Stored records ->
● ● ● ● ●

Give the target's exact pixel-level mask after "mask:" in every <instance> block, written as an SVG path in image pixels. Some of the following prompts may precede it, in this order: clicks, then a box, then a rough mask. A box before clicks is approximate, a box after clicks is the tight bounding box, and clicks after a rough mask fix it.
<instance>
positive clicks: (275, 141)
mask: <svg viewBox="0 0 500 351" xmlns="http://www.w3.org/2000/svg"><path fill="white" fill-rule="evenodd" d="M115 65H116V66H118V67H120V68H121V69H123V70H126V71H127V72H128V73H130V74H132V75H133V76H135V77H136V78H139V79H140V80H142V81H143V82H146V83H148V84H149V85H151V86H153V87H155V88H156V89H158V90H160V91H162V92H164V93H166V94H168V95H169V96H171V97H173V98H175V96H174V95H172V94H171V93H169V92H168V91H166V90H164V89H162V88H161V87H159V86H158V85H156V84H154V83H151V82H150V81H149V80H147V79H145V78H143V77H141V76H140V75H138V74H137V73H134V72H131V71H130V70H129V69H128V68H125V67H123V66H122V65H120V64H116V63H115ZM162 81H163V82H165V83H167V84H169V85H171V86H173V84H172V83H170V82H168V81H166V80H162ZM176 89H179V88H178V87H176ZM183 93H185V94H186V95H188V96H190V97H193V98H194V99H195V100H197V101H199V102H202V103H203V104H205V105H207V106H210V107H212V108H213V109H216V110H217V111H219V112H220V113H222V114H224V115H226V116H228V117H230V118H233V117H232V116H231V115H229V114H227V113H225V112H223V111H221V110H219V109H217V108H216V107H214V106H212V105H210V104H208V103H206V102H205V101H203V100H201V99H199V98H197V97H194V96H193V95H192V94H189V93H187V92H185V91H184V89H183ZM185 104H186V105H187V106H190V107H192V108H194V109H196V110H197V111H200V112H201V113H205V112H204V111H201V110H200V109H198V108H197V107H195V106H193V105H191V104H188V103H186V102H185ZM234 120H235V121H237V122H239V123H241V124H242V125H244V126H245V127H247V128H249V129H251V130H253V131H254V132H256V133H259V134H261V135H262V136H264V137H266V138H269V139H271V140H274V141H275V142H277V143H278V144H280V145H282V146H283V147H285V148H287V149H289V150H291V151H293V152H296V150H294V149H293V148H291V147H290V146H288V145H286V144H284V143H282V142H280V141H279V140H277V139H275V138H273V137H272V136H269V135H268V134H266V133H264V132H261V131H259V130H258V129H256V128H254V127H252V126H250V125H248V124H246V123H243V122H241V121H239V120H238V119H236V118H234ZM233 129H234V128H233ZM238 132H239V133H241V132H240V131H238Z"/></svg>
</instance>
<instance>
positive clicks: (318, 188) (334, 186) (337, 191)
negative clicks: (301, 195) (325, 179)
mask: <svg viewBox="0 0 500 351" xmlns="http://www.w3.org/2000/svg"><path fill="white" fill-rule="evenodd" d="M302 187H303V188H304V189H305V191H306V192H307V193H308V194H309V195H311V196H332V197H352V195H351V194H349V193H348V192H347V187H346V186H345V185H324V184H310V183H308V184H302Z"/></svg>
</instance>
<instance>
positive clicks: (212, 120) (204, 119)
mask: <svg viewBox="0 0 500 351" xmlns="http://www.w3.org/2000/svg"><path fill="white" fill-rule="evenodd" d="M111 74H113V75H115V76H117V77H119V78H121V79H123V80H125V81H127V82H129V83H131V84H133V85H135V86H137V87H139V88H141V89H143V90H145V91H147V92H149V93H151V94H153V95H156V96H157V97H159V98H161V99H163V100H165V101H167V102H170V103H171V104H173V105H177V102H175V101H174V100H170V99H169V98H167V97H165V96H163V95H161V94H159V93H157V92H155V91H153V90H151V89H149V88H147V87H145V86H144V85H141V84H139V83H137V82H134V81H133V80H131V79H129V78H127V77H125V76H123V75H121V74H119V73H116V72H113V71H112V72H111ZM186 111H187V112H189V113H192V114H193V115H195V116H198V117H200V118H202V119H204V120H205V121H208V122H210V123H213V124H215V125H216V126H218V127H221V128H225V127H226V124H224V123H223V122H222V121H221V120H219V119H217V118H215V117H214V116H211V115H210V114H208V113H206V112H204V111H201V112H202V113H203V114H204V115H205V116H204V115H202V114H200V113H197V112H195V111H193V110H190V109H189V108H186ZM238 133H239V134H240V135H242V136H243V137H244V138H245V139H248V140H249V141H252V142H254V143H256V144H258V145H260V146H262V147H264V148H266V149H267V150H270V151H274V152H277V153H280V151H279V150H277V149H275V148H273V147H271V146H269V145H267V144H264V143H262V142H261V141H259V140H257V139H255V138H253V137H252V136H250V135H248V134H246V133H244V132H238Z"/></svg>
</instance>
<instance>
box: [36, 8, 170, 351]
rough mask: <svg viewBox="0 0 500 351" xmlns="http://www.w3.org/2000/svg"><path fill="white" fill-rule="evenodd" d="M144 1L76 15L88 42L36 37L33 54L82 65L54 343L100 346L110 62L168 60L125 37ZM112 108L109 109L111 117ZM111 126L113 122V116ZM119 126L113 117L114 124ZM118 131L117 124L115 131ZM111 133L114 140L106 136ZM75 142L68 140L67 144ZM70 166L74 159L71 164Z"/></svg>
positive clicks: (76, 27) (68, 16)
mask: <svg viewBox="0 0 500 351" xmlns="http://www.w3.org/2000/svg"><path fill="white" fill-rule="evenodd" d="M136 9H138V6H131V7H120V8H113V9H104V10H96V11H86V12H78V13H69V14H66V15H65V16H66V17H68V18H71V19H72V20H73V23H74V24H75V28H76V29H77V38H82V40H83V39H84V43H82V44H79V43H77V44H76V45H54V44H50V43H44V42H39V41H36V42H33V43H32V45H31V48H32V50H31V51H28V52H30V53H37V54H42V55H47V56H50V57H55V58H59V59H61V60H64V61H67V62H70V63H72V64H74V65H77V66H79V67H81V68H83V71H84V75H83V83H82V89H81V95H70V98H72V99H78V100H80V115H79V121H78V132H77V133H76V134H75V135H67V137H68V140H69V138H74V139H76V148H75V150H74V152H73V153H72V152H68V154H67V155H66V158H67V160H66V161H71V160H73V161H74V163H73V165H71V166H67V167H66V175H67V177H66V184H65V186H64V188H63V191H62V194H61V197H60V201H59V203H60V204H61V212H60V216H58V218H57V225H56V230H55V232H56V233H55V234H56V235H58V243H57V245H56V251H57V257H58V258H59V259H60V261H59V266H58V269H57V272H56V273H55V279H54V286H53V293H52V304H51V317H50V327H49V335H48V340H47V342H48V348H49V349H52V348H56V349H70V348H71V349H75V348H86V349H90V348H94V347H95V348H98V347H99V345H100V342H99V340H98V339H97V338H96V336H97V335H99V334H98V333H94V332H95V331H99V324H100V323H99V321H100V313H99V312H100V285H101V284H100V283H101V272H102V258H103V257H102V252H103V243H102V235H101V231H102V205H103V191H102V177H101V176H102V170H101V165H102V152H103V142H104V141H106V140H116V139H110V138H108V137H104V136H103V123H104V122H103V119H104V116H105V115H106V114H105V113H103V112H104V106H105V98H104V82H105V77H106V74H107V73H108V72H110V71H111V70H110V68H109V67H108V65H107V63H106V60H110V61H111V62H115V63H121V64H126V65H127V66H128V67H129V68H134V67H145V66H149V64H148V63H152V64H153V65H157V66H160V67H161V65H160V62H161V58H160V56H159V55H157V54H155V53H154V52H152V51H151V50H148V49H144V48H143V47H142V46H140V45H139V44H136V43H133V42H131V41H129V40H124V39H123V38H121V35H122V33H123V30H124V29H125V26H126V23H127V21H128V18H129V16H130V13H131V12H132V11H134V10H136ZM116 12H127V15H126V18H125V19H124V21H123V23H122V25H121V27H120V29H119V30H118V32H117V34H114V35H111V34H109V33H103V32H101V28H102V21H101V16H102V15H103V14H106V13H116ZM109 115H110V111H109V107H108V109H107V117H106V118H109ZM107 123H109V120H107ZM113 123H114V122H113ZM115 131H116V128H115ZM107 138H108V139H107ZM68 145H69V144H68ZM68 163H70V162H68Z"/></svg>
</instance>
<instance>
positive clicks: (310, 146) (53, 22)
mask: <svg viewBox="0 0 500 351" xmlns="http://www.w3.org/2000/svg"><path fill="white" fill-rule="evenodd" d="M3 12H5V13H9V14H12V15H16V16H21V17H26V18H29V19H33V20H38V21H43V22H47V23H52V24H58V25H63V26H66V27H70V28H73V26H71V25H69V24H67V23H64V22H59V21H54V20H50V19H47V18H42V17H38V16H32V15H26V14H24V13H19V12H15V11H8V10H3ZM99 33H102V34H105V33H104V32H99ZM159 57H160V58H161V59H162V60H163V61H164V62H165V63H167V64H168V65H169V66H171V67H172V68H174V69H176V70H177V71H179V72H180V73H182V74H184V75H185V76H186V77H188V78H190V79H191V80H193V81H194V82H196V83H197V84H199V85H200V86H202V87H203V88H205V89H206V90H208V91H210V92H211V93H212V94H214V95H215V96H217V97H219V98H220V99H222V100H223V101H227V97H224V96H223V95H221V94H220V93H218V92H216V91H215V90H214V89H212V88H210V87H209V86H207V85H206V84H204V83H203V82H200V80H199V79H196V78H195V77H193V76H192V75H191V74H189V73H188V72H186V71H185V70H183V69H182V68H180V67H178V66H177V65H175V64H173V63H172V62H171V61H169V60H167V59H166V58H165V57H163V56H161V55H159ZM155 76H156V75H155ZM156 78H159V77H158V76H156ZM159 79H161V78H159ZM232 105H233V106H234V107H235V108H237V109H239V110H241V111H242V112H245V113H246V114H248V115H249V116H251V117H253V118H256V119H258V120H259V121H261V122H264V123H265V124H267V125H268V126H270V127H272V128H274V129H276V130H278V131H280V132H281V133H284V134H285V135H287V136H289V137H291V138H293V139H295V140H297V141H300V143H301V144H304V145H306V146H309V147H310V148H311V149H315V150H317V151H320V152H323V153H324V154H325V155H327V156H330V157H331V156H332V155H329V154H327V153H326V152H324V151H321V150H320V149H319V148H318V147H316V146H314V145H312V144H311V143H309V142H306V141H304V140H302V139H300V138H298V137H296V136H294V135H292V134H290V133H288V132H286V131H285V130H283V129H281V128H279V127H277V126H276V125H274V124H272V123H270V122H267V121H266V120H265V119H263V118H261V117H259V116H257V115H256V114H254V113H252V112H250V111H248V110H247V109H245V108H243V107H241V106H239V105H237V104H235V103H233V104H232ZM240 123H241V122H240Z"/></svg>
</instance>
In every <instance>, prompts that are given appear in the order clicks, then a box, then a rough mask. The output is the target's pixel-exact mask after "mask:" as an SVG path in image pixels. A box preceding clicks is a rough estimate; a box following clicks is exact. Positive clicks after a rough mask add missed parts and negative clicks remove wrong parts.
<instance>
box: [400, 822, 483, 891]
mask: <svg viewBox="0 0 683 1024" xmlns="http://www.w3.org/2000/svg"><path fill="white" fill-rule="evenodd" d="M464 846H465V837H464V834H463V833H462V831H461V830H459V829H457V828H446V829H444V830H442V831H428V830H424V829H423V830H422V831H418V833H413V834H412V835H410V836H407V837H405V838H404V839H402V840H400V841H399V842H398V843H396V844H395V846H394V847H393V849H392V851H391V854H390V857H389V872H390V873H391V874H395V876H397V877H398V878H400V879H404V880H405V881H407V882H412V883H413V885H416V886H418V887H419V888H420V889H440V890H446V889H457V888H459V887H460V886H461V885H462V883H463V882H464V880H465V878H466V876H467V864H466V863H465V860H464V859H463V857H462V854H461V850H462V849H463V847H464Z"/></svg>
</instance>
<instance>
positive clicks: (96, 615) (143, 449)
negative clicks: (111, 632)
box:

● ● ● ● ●

Directions ->
Report each line of the rows above that contains the word "after", copying every such line in full.

Written reply ->
Give the target's exact pixel-level mask after "mask:" in every <instance> block, written as an SVG path in image pixels. Some of the following prompts may precede it, in this order: clicks, then a box, then a rough mask. A box before clicks is approximate, a box after clicks is the tight bounding box, and clicks after a rough mask fix it.
In every <instance>, prompts that are given appear in the order clicks, then a box, then a rough mask. The output is the target's pixel-exact mask after "mask:" as an SVG path in image pixels. A box preceding clicks is a rough estimate; a box following clicks is exact. Positive clicks after a rough mask add missed parts and negative clicks remove wrong parts.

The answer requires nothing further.